Point-per-instance localization data:
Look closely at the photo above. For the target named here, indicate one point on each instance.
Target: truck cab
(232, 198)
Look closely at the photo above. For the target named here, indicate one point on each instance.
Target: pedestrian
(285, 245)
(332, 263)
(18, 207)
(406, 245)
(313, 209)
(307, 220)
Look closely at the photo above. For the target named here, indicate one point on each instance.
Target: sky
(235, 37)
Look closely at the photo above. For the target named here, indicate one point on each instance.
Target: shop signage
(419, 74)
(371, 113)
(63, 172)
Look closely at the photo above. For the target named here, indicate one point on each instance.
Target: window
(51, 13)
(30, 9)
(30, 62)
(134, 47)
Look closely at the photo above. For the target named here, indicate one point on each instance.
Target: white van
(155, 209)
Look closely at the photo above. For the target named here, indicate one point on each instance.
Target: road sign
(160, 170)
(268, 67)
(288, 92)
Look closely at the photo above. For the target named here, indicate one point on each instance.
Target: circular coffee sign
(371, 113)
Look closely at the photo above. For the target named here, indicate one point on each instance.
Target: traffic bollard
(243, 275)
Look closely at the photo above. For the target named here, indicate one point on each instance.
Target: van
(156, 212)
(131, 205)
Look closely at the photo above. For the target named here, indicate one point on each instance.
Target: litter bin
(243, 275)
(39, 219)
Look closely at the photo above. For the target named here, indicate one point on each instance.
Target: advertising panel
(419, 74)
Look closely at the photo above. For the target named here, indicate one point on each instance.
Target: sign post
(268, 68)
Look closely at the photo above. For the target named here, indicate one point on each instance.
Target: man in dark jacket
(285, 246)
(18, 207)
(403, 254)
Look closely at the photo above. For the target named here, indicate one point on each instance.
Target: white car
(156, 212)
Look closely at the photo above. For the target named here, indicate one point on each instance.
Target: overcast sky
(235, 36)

--

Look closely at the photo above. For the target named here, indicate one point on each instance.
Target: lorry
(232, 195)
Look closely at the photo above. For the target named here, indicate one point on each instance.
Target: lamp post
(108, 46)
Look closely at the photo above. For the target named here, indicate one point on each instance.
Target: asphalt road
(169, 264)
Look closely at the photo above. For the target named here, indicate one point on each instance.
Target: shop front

● Problem
Look above for the line holding "Target: asphalt road" and the line holding "Target: shop front". Retype both, and every line between them, word for word and nothing else.

● Exercise solution
Target: asphalt road
(169, 264)
Look closely at the photo above. For the target named here, indicate one point on each instance.
Target: shop front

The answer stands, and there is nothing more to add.